++++ Document

Une alliance éphémère

Les relations de pouvoir entre les villes de Berne et de Lausanne: de la combourgeoisie à la sujétion (1525-1538)

Bernasconi, Milo,

ISBN:978-2-88901-245-9, 2024, 288 pages, 24€

En 1525, la ville de Lausanne signe un traité d’alliance avec la bien plus puissante ville de Berne. En 1536 cependant, les Bernois décident de conquérir le Pays de Vaud, les Lausannois ne sont non plus alliés mais sujets. Cet ouvrage propose une analyse novatrice des relations politiques entre les deux villes en se concentrant sur la correspondance échangé, et largement inédite, entre les deux villes.

++++++++

◆ **Consigne a**
Reproduisez mot pour mot l'intégralité du document sur les relations entre Berne et Lausanne.

++++ Données de l'exercice

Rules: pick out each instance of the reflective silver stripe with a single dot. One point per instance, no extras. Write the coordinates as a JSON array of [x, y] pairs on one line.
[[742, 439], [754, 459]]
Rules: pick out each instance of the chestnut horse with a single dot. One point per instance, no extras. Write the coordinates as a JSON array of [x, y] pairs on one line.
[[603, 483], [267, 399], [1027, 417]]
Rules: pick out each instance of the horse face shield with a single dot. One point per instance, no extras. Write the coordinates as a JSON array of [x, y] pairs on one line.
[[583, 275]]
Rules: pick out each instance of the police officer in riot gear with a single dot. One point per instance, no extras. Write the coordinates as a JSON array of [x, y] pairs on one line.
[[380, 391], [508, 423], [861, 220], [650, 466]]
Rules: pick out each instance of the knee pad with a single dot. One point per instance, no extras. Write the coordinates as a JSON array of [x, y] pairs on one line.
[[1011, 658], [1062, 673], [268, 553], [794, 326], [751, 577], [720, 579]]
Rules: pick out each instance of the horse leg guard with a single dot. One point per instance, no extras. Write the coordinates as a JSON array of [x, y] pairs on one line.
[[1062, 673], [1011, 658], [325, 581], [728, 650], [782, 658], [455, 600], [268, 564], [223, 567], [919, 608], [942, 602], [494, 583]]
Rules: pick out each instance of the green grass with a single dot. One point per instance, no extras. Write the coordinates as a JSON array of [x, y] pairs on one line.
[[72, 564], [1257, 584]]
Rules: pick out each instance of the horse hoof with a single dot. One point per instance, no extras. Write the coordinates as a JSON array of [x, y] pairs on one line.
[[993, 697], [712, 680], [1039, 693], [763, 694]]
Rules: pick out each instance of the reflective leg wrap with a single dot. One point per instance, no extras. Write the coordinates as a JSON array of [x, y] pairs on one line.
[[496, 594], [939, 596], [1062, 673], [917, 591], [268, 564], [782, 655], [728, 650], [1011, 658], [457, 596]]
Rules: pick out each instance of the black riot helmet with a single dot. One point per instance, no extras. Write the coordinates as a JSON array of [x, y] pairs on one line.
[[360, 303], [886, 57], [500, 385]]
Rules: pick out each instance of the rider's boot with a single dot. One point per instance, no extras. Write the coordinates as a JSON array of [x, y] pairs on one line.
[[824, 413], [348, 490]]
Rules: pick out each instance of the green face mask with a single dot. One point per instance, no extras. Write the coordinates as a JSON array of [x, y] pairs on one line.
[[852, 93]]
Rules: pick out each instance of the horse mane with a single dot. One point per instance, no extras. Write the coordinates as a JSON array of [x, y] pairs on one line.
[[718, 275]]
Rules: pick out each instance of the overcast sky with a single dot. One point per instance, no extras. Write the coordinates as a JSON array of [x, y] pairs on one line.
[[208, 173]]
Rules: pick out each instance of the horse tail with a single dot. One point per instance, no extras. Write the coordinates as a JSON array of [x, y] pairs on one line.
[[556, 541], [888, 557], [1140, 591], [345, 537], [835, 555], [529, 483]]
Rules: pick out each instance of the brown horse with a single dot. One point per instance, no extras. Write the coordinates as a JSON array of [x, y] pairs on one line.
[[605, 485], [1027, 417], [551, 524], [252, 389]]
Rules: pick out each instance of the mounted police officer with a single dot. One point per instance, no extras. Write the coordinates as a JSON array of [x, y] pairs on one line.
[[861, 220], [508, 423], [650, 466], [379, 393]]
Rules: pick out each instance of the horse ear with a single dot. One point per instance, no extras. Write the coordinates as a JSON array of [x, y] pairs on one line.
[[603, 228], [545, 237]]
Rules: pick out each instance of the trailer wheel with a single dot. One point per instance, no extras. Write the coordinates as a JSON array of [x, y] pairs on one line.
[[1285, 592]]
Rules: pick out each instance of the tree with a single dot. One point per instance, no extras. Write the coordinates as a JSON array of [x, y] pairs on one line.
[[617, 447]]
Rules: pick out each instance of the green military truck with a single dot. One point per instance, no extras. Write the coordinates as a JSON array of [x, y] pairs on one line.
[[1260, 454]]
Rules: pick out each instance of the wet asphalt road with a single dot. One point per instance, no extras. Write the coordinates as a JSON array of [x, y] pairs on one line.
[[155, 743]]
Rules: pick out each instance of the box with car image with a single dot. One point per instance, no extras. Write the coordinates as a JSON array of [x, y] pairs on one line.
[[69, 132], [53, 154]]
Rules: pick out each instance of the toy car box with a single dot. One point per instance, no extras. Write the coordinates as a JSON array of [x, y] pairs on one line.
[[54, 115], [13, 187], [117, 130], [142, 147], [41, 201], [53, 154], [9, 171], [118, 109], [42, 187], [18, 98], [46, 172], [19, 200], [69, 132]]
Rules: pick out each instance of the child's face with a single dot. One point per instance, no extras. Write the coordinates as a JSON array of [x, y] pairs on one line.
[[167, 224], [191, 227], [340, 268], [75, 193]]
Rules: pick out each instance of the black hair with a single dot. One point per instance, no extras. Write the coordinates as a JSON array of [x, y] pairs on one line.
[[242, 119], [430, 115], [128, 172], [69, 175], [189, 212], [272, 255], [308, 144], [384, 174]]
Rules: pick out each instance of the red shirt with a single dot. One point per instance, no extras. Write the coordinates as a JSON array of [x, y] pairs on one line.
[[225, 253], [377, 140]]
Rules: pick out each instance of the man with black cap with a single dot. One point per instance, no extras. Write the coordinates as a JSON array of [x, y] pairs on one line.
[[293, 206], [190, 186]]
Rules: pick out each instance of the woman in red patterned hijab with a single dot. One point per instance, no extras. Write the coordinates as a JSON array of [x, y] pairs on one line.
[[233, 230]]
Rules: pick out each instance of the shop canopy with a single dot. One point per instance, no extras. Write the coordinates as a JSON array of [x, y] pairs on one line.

++++++++

◆ **Consigne b**
Dupliquez à l'identique les lignes des données de l'exercice, depuis celle qui contient « Rules: pick out each instance of the man » jusqu'à la dernière ligne de ces données, incluse.

◆ **Corrigé a**
Une alliance éphémère

Les relations de pouvoir entre les villes de Berne et de Lausanne: de la combourgeoisie à la sujétion (1525-1538)

Bernasconi, Milo,

ISBN:978-2-88901-245-9, 2024, 288 pages, 24€

En 1525, la ville de Lausanne signe un traité d’alliance avec la bien plus puissante ville de Berne. En 1536 cependant, les Bernois décident de conquérir le Pays de Vaud, les Lausannois ne sont non plus alliés mais sujets. Cet ouvrage propose une analyse novatrice des relations politiques entre les deux villes en se concentrant sur la correspondance échangé, et largement inédite, entre les deux villes.

◆ **Corrigé b**
Rules: pick out each instance of the man with black cap with a single dot. One point per instance, no extras. Write the coordinates as a JSON array of [x, y] pairs on one line.
[[293, 206], [190, 186]]
Rules: pick out each instance of the woman in red patterned hijab with a single dot. One point per instance, no extras. Write the coordinates as a JSON array of [x, y] pairs on one line.
[[233, 230]]
Rules: pick out each instance of the shop canopy with a single dot. One point per instance, no extras. Write the coordinates as a JSON array of [x, y] pairs on one line.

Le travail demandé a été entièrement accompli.